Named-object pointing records

═══

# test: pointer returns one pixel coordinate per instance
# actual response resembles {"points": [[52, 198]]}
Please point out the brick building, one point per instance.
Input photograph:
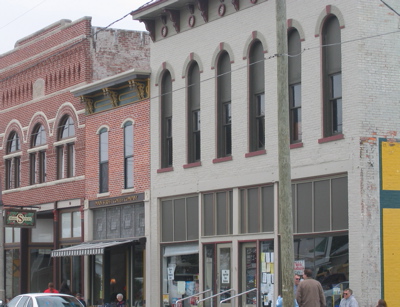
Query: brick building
{"points": [[214, 186], [43, 143]]}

═══

EXERCISE: Return each line of the records that contains the string "points", treating uppercase and lowercase as distinct.

ANSWER TO THIS TASK:
# actual response resembles {"points": [[52, 198]]}
{"points": [[214, 186], [43, 143]]}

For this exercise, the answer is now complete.